Start of Selected excerpt
Basketball fans who walk into Simon Skjodt Assembly Hall at Indiana University Bloomington are greeted by some eye-catching sights. For starters, there is the steep slope of the seating, with row after row rising up the sides.

Bird's-eye view of the interior of Simon Skjodt Assembly Hall
Simon Skjodt Assembly Hall, which is in its 50th year, will host NCAA Division I men’s basketball tournament games March 18 to 20.Photo by John Sims, Indiana University Athletics

No indoor basketball venue in the U.S. has more seating on the sides of the court. And the 17,222-seat venue, which is marking its 50th year, is home to the largest student section in the country.

Then there are the five large, red banners hanging from the rafters that represent IU’s men’s basketball national championship teams from 1940, 1953, 1976, 1981 and 1987.
End of Selected excerpt
Start of Given information
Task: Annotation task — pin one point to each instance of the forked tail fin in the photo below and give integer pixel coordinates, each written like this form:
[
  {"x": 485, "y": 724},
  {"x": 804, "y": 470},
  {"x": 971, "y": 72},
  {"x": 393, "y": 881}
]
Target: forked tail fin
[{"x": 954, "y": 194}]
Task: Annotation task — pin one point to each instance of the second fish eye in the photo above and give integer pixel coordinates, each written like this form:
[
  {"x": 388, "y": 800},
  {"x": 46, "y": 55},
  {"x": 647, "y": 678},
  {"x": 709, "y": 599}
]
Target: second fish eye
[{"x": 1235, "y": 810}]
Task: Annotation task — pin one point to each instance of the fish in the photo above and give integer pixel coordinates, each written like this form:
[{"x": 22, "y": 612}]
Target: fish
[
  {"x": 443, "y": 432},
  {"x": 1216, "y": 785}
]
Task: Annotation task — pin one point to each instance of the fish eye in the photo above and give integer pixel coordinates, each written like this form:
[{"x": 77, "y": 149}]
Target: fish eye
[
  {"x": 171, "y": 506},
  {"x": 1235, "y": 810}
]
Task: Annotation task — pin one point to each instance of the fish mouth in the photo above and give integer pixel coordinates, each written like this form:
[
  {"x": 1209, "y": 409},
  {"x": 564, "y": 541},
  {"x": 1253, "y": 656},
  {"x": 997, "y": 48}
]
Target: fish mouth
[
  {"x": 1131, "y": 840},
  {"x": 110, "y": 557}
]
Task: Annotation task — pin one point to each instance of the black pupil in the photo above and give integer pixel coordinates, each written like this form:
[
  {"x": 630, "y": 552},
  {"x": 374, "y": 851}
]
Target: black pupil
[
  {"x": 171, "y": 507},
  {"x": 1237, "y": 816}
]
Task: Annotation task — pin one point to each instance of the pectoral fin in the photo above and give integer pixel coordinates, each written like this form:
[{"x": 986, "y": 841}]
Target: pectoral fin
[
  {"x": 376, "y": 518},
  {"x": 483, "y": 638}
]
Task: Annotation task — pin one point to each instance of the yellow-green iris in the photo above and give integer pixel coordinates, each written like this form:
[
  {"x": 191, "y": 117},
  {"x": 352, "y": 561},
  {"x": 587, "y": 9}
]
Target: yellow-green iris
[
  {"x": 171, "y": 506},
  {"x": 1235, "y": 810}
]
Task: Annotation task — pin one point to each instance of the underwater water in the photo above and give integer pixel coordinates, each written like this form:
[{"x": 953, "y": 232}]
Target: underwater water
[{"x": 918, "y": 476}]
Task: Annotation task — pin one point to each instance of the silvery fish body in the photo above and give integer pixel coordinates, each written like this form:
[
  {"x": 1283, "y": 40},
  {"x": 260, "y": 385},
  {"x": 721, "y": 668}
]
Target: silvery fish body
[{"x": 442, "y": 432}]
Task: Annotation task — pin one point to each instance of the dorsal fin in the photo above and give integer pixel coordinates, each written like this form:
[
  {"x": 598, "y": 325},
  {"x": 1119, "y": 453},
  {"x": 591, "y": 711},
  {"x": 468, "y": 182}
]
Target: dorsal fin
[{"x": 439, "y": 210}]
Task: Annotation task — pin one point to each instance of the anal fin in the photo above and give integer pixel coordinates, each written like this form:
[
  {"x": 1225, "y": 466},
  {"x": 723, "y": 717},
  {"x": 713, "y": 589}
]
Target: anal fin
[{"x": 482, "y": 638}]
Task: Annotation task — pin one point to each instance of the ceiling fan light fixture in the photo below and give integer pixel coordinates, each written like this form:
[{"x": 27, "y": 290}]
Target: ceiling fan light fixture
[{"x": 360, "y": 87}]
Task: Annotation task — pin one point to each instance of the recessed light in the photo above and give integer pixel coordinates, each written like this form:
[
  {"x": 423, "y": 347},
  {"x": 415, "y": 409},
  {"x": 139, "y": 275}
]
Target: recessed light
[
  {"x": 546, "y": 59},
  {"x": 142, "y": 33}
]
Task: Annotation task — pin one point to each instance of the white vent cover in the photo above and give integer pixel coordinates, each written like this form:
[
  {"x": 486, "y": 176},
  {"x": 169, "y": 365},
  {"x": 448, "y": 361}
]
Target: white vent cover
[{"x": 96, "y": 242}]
End of Given information
Activity A
Translate this sentence from the Assembly Hall passage into Spanish: "No indoor basketball venue in the U.S. has more seating on the sides of the court."
Activity B
Copy the part of the Assembly Hall passage that opens with the words containing "Basketball fans who" and closes with "1981 and 1987.".
The items were drawn from a separate source unrelated to the Assembly Hall passage.

Your solution A
Ningún recinto cubierto de baloncesto en EE. UU. tiene más asientos a los lados de la cancha.

Your solution B
Basketball fans who walk into Simon Skjodt Assembly Hall at Indiana University Bloomington are greeted by some eye-catching sights. For starters, there is the steep slope of the seating, with row after row rising up the sides.

Bird's-eye view of the interior of Simon Skjodt Assembly Hall
Simon Skjodt Assembly Hall, which is in its 50th year, will host NCAA Division I men’s basketball tournament games March 18 to 20.Photo by John Sims, Indiana University Athletics

No indoor basketball venue in the U.S. has more seating on the sides of the court. And the 17,222-seat venue, which is marking its 50th year, is home to the largest student section in the country.

Then there are the five large, red banners hanging from the rafters that represent IU’s men’s basketball national championship teams from 1940, 1953, 1976, 1981 and 1987.